» **Material for the task**:

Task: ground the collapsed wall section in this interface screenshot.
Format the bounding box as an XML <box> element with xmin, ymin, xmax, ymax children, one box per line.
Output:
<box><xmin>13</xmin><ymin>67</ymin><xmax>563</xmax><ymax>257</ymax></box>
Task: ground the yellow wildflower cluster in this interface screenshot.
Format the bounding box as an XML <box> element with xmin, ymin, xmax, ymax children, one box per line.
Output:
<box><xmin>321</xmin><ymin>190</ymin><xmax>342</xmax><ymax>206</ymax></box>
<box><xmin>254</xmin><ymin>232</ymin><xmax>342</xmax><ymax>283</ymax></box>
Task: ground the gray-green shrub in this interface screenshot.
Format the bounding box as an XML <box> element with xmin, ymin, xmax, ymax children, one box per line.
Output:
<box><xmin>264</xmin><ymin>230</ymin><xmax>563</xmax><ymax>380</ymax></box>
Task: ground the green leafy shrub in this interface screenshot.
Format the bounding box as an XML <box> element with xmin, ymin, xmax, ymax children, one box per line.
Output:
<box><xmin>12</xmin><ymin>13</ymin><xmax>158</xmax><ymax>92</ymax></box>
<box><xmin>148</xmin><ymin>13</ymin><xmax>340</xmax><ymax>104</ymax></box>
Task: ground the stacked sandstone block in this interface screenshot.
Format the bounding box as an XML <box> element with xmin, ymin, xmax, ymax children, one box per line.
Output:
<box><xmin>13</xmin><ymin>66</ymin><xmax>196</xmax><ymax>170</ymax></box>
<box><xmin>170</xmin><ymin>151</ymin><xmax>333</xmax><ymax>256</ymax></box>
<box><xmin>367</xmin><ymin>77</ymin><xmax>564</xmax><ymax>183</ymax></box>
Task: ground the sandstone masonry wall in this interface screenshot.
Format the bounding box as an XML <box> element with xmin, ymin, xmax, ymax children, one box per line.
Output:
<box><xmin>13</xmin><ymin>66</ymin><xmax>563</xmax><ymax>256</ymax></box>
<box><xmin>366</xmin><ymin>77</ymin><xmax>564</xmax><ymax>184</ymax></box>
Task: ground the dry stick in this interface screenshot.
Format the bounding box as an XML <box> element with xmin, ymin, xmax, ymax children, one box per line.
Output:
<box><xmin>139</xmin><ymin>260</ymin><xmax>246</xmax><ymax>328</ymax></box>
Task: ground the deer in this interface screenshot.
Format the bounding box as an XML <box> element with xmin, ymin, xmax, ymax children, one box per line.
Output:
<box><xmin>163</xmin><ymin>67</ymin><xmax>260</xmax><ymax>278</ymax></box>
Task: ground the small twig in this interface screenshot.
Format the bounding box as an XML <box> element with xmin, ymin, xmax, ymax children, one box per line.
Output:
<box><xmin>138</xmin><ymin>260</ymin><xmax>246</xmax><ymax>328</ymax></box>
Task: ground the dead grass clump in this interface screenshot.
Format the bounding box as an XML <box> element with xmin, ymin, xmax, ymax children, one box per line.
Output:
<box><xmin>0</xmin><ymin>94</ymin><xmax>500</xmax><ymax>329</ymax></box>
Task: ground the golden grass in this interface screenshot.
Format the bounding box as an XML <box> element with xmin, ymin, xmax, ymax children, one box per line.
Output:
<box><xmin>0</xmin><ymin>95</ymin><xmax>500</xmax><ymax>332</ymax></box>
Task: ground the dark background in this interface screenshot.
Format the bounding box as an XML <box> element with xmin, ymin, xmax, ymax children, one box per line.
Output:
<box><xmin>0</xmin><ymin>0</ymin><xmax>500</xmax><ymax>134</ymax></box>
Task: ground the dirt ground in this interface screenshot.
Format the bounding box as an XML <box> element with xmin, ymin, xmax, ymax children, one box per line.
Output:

» **What to do**: Pick out and copy every line above that contains the word "shrub".

» **Written solution**:
Task: ground the gray-green shrub in this interface screenshot.
Task: ground the green leafy shrub in this interface screenshot.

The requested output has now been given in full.